═══ Data for this task ═══
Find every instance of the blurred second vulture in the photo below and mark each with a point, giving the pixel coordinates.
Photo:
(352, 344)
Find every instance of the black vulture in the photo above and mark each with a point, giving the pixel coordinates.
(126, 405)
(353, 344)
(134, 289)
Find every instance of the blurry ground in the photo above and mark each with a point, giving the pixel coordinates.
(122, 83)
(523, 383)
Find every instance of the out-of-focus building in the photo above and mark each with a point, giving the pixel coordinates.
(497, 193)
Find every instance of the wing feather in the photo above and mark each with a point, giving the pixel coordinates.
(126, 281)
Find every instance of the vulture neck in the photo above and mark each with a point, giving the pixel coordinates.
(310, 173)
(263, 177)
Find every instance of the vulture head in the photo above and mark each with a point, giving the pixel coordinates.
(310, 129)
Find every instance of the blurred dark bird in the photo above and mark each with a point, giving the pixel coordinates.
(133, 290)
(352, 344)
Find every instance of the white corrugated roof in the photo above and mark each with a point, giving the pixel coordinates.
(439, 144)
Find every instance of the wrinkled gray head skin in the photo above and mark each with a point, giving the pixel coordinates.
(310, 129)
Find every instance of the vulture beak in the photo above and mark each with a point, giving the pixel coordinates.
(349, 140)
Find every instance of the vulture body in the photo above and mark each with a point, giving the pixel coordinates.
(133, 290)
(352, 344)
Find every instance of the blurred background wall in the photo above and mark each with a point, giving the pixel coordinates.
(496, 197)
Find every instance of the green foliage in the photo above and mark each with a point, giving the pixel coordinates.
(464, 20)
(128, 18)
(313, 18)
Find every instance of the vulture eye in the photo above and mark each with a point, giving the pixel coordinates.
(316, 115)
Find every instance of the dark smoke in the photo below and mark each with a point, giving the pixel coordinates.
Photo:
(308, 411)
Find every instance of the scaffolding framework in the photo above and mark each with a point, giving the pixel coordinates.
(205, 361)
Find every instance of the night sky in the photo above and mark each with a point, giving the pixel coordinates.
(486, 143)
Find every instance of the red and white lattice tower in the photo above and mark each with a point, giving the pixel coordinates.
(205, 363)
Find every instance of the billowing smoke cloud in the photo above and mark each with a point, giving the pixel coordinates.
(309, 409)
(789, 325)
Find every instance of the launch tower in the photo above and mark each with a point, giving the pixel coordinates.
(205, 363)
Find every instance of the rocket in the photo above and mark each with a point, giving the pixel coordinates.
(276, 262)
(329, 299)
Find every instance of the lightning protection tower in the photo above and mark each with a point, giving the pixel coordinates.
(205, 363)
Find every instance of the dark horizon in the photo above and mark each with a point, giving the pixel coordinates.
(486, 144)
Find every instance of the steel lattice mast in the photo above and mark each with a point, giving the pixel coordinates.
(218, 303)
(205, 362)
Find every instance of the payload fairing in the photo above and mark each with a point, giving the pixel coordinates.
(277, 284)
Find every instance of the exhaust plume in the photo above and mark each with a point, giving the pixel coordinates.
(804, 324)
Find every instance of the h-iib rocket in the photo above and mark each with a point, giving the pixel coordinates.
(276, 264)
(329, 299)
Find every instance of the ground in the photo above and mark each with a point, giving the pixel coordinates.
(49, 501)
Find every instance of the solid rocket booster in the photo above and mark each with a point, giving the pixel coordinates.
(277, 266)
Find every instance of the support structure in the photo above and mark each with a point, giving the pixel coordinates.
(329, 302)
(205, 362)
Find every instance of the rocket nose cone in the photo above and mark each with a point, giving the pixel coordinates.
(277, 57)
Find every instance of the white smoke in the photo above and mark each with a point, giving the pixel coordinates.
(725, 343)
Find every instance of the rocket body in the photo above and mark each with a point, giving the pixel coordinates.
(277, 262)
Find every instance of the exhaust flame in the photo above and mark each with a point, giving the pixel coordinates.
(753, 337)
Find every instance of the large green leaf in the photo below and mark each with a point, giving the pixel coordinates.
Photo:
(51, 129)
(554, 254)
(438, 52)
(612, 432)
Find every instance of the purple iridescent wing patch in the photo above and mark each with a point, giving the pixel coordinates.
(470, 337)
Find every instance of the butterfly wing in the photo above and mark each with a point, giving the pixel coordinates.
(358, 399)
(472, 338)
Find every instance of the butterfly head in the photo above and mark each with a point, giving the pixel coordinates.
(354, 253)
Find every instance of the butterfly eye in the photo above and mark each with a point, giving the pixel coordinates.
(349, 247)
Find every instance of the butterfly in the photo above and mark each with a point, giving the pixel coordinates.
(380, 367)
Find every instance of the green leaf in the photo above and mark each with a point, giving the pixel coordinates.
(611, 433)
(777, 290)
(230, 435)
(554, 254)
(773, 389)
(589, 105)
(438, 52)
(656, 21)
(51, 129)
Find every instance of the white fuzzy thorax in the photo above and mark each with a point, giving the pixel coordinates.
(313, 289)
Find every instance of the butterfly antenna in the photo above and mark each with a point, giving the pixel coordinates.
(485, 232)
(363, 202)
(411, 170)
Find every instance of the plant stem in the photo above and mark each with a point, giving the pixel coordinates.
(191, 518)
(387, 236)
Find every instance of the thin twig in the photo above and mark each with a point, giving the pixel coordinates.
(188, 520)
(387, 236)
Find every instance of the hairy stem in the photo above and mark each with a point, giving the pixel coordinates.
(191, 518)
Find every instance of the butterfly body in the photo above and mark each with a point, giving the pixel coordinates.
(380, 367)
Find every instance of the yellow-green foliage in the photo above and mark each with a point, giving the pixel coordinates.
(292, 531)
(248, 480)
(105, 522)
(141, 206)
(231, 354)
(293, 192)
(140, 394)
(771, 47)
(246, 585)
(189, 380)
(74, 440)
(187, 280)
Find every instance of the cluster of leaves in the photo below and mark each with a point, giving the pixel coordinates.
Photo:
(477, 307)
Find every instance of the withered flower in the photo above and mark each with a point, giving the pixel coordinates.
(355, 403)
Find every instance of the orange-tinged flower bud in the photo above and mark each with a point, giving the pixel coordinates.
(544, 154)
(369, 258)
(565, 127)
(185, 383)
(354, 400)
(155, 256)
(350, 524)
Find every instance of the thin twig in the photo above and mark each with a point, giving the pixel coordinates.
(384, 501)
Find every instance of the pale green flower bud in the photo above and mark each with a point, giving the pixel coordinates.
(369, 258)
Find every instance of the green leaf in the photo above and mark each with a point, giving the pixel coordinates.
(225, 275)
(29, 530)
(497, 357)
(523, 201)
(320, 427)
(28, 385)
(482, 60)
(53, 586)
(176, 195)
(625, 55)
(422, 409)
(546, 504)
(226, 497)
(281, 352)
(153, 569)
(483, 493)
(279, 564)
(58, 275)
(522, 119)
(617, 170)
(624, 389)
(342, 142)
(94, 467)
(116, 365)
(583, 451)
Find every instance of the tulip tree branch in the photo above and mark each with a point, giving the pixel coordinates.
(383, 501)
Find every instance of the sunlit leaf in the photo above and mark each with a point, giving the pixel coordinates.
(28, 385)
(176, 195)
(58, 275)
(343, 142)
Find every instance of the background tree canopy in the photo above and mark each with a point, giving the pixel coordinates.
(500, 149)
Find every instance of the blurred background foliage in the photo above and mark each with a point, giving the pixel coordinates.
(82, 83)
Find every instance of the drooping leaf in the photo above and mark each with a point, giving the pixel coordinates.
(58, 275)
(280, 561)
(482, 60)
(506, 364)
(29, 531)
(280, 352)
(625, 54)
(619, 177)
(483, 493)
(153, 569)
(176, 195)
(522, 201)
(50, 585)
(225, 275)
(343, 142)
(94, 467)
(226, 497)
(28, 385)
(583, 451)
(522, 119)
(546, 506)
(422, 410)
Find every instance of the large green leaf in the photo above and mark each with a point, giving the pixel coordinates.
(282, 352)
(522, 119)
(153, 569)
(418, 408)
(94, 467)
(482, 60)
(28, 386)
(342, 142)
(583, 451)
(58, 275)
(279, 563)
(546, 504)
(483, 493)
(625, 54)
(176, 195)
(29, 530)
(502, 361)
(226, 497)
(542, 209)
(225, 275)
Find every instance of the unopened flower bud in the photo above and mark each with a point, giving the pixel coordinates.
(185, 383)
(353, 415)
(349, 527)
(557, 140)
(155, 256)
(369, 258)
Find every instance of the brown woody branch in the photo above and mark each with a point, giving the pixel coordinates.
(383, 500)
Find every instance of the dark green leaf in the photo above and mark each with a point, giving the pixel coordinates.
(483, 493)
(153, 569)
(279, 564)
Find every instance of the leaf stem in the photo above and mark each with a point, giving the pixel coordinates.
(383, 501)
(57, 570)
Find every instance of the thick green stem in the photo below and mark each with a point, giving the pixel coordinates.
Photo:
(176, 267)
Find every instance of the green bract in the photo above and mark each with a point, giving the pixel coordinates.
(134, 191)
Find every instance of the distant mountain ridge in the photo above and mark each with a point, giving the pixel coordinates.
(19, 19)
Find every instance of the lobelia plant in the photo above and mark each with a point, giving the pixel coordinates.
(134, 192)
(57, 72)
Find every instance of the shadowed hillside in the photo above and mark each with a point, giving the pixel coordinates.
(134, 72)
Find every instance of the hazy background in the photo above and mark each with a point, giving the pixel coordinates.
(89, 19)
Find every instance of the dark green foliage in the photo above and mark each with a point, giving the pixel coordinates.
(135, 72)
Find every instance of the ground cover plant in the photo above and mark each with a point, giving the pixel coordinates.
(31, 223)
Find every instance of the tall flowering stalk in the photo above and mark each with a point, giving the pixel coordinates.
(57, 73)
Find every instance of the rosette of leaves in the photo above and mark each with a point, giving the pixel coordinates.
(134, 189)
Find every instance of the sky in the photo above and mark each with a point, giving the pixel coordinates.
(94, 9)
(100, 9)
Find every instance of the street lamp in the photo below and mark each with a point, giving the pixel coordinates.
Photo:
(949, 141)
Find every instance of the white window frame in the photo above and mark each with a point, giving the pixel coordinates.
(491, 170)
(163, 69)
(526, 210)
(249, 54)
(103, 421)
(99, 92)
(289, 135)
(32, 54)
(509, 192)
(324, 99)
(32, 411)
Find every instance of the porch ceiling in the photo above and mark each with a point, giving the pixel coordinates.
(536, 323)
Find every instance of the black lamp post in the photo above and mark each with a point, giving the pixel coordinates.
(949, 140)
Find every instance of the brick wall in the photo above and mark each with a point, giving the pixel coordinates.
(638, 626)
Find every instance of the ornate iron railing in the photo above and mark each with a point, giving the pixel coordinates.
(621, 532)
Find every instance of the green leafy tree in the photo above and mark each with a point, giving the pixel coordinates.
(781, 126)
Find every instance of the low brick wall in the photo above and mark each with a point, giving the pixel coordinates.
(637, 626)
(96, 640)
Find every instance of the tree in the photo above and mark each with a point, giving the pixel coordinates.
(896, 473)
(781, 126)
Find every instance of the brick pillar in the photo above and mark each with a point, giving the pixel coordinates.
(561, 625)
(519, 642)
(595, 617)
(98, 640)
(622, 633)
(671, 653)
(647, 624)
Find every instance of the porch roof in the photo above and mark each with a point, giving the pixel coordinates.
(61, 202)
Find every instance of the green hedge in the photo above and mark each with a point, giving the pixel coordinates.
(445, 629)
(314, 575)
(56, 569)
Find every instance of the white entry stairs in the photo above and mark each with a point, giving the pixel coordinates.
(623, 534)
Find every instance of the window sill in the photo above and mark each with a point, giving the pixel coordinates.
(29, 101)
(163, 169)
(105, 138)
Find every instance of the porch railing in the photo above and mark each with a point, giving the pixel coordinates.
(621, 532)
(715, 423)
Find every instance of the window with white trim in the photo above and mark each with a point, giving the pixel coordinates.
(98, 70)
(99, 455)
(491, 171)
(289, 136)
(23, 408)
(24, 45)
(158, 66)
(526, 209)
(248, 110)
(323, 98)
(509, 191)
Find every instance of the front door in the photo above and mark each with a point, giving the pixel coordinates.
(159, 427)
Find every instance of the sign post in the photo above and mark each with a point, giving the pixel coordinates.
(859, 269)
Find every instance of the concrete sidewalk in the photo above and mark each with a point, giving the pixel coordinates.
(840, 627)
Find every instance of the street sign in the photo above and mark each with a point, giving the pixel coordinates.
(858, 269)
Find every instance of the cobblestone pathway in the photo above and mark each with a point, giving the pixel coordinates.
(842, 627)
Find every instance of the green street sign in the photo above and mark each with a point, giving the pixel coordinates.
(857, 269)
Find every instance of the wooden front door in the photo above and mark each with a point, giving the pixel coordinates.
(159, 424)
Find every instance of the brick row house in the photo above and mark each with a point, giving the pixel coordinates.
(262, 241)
═══
### Set problem
Please rewrite the lines of the material from the one containing "Find every instance of the concrete" through the end, both included, renaming "cobblestone pathway" as "stone walkway" and leaving everything else unchanged. Return only those lines.

### Task result
Find every instance of the concrete sidewalk in the photo above and mark each with a point, giving the pixel coordinates.
(840, 627)
Find every instance of the street sign in the photo above and mark each with a point, giving the pixel coordinates.
(858, 269)
Find every instance of the stone walkway in the photo above and mark each with a point, giving the pixel coordinates.
(842, 627)
Find every instance of the green street sign in the photo above and mark each with a point, giving the pixel coordinates.
(857, 269)
Find every instance of the wooden front door in the photo above and mark each with a point, giving the pixel coordinates.
(159, 424)
Find every instance of the brick row house in the photo above and mark each with a point, giving the pixel coordinates.
(262, 241)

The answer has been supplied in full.